Input material: Begin

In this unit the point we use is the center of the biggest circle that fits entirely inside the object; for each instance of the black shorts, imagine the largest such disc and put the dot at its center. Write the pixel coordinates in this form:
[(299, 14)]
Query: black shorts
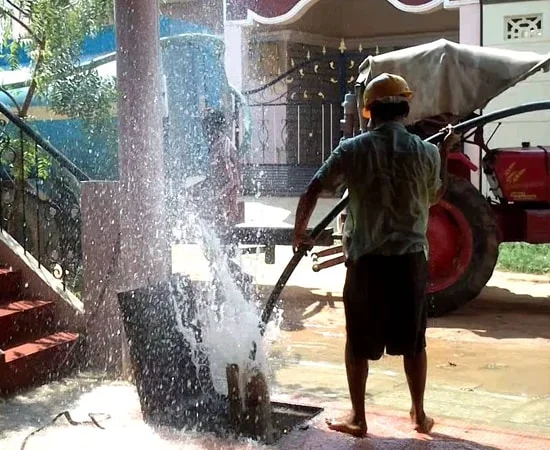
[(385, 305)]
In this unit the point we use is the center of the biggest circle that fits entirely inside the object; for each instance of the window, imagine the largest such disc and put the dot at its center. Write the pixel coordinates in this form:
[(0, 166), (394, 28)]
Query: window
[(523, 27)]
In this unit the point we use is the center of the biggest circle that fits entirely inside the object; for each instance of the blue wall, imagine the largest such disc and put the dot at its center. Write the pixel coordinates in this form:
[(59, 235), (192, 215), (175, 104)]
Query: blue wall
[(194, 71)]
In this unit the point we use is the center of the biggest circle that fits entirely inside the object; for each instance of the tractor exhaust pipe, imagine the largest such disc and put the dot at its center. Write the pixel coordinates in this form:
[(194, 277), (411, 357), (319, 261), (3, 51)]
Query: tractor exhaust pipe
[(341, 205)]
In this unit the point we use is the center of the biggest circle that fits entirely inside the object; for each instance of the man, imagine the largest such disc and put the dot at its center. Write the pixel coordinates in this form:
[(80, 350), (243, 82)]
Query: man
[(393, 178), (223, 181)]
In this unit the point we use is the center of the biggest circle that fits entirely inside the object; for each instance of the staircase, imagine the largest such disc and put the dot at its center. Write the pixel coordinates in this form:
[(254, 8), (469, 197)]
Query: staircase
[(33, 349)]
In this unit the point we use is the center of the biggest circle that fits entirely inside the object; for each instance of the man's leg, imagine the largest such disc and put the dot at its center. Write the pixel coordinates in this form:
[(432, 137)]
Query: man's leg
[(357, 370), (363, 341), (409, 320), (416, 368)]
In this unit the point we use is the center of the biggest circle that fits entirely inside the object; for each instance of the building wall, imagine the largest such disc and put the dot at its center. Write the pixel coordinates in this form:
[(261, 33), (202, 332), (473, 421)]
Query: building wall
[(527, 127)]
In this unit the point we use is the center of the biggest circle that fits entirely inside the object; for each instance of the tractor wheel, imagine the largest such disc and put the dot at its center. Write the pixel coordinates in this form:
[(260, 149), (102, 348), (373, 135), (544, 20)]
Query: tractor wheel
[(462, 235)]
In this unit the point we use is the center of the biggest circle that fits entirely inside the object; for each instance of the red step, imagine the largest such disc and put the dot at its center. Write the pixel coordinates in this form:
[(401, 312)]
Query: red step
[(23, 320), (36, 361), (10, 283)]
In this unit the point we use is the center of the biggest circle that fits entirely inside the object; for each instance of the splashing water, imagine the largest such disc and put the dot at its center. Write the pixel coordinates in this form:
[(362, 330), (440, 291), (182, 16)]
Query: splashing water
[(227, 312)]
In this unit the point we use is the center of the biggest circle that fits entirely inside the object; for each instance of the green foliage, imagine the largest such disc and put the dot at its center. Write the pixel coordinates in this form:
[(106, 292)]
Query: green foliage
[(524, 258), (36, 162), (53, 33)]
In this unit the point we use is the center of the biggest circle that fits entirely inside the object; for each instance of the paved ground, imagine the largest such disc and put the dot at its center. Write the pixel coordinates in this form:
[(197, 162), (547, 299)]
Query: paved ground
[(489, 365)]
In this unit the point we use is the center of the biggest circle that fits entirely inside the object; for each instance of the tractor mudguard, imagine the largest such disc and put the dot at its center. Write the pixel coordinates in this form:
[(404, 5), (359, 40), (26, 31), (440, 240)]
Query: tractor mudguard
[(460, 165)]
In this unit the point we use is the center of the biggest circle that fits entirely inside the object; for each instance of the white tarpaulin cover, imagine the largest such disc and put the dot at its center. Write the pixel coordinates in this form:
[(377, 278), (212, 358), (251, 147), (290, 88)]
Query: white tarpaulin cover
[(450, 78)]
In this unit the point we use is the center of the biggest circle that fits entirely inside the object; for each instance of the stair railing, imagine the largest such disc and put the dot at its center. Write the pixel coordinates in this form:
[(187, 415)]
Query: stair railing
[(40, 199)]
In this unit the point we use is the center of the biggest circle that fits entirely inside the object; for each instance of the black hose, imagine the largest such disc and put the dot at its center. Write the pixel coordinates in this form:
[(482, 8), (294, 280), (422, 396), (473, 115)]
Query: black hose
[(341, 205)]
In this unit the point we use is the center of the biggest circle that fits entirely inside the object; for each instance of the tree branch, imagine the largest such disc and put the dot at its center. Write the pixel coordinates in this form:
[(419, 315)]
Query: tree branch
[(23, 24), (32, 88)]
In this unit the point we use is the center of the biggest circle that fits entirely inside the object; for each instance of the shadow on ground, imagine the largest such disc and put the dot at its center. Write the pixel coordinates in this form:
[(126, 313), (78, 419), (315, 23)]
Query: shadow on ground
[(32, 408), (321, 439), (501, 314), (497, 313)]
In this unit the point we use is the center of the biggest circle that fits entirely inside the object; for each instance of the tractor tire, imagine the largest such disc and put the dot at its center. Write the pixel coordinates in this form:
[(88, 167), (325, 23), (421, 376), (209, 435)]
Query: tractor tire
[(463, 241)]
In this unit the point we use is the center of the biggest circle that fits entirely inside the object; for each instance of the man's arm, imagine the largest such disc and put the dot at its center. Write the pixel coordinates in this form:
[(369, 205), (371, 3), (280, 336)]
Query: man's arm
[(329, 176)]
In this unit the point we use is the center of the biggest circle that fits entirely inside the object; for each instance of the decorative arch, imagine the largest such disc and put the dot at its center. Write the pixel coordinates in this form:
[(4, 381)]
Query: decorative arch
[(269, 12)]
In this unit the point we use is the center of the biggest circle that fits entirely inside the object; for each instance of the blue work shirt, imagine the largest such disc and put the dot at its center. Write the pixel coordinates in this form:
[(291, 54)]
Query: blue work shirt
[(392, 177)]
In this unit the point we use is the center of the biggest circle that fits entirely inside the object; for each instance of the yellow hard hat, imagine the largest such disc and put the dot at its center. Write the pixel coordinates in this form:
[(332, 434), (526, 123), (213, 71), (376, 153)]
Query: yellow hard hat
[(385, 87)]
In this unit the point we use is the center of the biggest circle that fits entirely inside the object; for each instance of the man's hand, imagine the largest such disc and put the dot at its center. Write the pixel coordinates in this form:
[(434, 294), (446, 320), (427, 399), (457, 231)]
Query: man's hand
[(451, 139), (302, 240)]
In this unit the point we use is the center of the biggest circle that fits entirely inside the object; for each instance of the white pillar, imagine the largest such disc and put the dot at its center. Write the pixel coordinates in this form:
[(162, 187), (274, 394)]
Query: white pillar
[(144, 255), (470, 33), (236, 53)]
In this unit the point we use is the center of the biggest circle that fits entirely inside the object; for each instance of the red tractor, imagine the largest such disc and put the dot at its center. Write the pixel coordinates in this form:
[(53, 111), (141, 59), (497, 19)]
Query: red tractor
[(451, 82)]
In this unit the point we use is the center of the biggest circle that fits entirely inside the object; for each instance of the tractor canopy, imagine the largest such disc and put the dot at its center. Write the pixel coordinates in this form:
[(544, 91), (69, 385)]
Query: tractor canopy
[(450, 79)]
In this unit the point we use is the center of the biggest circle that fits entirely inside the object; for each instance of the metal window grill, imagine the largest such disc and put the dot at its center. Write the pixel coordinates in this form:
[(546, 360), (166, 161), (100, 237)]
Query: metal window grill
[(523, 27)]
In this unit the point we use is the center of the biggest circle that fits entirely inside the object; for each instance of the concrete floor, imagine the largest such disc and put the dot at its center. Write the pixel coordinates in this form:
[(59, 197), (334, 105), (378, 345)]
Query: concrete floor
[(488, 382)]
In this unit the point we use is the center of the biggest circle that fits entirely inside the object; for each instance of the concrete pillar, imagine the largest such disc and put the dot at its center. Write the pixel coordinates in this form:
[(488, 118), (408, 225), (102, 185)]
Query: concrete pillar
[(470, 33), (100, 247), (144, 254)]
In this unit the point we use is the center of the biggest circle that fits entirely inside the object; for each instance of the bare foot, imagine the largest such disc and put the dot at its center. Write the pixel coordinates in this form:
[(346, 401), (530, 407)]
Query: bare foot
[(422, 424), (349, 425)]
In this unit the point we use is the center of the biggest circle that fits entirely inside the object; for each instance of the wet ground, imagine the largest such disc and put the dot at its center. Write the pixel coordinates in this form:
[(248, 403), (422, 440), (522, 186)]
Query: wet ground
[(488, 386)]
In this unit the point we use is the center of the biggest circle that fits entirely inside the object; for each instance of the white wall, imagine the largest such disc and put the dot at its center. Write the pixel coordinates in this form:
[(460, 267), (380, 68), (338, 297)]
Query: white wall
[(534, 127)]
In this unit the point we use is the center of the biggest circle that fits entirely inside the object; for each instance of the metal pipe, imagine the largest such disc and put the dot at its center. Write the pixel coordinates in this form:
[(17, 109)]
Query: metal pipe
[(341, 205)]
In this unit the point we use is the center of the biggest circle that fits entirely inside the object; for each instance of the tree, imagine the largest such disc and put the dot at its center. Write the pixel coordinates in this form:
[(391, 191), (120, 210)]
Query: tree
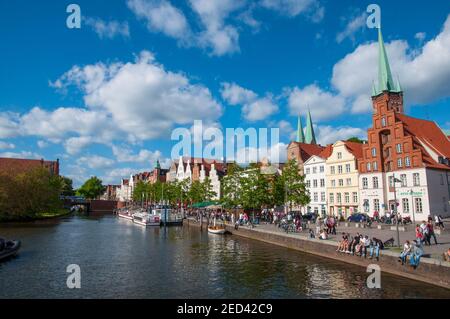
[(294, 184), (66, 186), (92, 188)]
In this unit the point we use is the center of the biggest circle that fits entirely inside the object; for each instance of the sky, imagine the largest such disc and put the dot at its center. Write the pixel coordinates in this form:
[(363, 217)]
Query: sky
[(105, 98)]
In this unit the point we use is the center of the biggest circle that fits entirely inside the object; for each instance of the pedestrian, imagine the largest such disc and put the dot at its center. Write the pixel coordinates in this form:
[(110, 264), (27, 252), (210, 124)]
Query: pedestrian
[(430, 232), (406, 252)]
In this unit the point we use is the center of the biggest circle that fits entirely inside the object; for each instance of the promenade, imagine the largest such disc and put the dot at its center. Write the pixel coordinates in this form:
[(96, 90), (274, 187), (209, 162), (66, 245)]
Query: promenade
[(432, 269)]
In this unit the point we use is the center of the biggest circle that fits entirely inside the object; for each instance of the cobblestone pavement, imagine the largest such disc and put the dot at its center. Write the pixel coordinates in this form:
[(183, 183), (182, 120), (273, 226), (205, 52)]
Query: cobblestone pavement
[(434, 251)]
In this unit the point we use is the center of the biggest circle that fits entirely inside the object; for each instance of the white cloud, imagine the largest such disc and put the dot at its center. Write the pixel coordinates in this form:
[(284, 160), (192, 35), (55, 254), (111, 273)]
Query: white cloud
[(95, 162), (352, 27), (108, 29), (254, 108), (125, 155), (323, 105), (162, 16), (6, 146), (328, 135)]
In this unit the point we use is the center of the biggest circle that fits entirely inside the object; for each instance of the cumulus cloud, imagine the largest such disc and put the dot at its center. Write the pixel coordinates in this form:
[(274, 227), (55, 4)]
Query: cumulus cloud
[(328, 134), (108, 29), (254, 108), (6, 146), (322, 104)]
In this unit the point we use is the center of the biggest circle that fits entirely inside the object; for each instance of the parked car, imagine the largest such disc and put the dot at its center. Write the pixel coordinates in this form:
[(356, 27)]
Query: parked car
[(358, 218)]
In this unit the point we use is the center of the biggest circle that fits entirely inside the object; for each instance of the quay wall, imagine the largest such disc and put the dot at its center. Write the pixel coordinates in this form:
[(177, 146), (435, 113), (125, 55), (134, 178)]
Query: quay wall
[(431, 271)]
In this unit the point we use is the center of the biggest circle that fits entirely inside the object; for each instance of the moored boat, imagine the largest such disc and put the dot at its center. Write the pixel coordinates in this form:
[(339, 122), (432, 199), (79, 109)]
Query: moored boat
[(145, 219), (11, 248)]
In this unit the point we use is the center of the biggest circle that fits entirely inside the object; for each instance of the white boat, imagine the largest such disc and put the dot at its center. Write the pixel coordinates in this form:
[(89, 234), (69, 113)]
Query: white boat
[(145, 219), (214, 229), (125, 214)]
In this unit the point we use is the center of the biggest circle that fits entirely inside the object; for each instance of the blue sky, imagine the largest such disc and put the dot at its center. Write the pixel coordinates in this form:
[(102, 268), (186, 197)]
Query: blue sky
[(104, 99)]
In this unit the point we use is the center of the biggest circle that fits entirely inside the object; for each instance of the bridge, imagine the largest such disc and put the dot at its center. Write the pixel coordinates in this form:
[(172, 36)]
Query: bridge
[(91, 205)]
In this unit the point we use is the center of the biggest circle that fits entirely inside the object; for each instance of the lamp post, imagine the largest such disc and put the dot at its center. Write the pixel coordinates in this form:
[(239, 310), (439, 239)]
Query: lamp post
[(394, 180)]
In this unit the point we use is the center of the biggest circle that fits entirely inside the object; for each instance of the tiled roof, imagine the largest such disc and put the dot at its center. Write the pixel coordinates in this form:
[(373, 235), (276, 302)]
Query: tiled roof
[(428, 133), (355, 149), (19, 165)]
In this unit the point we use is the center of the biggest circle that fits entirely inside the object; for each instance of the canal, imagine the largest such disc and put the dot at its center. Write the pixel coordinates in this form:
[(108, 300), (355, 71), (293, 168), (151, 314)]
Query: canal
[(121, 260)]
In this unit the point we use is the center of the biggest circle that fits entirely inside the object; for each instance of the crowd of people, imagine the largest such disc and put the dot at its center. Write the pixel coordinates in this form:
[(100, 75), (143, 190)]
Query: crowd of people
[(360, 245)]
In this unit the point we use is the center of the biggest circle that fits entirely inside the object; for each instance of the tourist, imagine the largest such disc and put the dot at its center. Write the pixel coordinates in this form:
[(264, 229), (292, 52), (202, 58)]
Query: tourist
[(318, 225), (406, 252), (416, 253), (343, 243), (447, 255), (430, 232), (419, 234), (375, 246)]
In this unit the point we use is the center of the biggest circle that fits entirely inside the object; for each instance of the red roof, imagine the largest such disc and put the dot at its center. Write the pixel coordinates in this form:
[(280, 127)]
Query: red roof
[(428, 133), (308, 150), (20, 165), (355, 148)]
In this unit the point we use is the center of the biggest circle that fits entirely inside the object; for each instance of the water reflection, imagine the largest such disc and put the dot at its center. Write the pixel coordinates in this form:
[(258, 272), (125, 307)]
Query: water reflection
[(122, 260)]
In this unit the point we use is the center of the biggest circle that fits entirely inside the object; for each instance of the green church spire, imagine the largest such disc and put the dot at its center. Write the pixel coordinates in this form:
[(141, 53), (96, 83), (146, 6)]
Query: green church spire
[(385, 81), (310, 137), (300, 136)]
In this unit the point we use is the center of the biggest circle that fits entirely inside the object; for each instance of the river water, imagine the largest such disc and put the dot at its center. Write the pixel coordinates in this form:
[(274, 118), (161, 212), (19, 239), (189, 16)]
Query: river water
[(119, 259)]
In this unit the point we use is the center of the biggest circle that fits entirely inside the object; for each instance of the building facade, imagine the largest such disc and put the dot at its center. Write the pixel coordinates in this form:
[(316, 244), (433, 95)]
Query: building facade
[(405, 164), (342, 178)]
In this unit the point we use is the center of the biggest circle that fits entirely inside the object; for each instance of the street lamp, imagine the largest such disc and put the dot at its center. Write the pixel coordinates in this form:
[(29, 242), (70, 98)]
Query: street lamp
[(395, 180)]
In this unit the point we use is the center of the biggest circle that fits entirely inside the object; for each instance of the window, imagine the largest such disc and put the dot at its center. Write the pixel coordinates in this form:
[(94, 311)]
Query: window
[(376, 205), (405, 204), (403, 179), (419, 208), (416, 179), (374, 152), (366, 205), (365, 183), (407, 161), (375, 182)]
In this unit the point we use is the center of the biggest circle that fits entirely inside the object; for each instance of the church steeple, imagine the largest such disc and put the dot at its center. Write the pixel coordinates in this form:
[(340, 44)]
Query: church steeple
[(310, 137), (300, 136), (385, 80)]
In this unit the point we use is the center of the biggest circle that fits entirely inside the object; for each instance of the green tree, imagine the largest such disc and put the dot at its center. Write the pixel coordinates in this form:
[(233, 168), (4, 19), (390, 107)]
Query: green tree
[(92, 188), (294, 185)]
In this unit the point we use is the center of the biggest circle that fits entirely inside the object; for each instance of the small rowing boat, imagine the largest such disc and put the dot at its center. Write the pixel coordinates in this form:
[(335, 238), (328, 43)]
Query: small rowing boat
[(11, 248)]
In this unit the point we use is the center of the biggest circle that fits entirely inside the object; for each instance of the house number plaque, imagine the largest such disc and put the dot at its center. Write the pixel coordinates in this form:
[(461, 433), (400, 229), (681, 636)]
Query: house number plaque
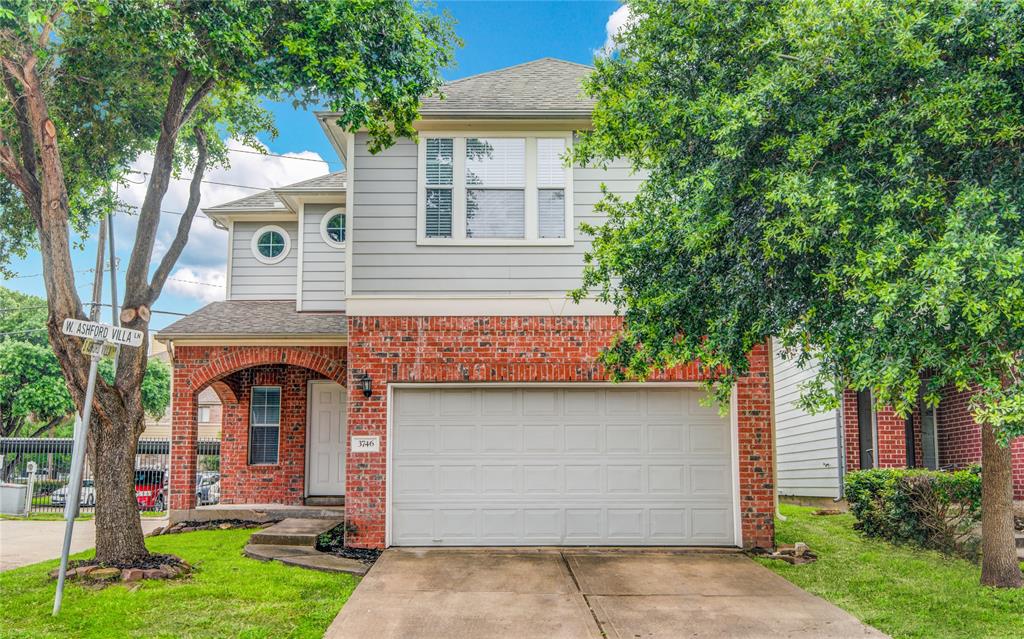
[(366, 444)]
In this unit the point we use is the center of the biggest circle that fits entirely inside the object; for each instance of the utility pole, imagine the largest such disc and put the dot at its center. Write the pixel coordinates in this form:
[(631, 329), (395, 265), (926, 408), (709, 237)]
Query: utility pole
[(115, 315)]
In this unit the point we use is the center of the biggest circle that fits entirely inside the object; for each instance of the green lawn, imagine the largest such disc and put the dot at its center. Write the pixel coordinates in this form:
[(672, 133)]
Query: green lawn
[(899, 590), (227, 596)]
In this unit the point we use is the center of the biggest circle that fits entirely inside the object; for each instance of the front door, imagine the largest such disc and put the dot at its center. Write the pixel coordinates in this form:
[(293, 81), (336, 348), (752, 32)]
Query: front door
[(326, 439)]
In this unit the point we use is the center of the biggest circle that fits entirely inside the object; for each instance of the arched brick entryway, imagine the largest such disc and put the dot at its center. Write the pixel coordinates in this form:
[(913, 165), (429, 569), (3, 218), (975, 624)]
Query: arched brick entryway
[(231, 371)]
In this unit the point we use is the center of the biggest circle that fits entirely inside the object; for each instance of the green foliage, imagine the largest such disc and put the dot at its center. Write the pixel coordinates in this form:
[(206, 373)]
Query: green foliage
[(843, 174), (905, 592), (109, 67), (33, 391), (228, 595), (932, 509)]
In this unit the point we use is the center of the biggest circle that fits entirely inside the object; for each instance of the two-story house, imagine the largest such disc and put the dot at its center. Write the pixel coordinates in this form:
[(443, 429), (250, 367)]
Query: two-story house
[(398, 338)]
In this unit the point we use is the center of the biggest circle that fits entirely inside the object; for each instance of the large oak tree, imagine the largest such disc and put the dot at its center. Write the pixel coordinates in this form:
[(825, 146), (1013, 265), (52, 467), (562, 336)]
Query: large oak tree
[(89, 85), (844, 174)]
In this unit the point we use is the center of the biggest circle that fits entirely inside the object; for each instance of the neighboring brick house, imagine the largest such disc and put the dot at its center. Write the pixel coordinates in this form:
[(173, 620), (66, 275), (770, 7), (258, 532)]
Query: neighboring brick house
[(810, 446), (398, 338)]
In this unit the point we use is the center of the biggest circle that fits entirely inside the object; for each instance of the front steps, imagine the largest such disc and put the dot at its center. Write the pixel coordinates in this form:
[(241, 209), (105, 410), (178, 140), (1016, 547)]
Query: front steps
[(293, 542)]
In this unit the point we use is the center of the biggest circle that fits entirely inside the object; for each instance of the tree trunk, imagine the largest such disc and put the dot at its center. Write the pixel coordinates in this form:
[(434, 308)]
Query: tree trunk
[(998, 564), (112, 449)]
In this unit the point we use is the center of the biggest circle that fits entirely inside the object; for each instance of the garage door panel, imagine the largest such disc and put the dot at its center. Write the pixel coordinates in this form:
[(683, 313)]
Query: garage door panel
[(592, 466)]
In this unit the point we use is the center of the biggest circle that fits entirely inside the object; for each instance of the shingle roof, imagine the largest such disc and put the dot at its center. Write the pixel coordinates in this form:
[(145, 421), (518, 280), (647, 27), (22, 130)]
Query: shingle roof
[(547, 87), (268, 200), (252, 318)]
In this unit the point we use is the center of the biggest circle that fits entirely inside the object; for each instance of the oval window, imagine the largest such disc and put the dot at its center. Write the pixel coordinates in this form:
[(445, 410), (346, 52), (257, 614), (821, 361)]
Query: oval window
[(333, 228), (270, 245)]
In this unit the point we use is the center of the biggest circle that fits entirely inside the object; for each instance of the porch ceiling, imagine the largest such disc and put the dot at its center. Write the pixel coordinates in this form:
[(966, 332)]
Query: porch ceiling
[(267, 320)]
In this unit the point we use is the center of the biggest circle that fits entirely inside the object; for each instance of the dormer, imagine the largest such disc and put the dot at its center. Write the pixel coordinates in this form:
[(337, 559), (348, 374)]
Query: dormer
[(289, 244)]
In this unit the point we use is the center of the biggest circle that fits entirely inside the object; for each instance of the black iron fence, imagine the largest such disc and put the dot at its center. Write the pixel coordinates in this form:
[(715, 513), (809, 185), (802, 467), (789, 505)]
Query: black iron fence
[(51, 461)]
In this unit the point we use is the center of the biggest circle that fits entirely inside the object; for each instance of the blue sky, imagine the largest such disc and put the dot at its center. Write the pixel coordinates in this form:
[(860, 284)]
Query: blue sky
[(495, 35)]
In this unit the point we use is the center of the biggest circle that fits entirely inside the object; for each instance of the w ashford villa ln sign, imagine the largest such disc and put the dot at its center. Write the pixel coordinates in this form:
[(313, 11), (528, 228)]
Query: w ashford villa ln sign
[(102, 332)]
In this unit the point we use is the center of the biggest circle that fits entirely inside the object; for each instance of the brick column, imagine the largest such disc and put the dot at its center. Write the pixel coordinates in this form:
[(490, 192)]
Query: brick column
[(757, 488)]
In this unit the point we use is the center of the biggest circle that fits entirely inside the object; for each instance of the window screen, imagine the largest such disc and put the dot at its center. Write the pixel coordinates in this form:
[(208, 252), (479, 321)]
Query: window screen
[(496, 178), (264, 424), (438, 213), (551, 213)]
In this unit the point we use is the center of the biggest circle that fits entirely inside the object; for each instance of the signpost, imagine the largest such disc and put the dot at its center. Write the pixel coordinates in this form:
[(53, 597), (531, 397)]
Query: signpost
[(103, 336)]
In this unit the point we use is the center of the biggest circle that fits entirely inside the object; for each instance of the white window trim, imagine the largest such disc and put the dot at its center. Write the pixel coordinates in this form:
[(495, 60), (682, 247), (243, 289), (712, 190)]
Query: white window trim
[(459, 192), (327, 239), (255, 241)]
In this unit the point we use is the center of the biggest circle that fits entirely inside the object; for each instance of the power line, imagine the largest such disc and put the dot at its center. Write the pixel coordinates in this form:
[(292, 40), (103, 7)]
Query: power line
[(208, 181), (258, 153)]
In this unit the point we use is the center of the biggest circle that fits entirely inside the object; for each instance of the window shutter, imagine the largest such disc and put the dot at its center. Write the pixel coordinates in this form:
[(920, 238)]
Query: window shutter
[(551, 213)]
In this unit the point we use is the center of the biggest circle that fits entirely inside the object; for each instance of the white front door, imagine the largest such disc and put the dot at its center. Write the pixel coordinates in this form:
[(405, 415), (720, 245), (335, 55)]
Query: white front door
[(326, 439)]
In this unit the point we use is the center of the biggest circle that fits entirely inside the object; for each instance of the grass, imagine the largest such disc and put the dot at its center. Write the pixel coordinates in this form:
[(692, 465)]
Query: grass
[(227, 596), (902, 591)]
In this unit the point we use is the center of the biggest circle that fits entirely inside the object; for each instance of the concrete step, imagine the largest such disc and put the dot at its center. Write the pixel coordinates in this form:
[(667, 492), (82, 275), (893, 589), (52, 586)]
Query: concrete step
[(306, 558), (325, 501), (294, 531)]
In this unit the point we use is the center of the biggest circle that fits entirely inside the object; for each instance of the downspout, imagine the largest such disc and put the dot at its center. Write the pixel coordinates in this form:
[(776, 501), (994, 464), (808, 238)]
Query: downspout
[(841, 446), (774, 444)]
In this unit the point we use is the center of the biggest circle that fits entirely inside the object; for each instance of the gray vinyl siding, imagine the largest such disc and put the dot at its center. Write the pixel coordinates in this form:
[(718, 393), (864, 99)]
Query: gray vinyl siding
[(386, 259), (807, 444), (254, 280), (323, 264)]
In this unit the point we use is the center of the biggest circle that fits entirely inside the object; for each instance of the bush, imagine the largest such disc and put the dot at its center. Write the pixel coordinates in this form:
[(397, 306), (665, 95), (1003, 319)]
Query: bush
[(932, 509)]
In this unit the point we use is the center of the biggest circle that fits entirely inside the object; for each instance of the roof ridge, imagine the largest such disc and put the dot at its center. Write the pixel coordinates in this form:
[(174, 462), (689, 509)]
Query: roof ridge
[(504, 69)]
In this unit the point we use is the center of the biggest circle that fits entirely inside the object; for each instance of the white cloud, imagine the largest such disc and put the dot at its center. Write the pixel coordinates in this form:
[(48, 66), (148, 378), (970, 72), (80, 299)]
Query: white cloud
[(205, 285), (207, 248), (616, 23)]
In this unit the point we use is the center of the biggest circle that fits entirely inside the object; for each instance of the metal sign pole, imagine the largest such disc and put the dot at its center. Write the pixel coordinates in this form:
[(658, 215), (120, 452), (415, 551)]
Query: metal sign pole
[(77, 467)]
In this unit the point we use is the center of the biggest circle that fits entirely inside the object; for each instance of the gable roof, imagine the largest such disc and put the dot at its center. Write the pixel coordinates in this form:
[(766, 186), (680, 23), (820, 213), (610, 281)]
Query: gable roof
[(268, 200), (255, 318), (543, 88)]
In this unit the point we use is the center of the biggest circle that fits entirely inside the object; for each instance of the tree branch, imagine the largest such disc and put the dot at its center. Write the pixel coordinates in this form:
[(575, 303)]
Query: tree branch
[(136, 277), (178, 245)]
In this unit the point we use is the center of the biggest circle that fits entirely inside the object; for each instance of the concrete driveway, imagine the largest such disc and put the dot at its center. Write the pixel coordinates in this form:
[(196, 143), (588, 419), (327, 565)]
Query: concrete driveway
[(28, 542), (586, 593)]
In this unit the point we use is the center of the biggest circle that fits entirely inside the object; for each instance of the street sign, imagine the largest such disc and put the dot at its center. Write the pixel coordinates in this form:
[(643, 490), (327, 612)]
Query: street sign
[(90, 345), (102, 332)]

Input material: End

● **How to complete this task**
Above is a listing; print exactly its lines from the one with "of the gray" through the one with "the bush, imagine", and no other lines.

● **Output of the task**
In this unit the point we use is the center of the biggest circle that fits entirely inside the object; for each instance of the gray vinyl siding, imagine the largest such disc and put the dot at its center. Write the pixel coordinates in this form:
[(718, 393), (864, 99)]
Query: gray vinyl siding
[(386, 259), (807, 444), (254, 280), (323, 264)]
In this unit the point we use is the center of the biggest circle that fits entirely inside the object; for each instance of the bush, imagine the largest such disc and put the dot at its center. Write the pixel coordinates in this form:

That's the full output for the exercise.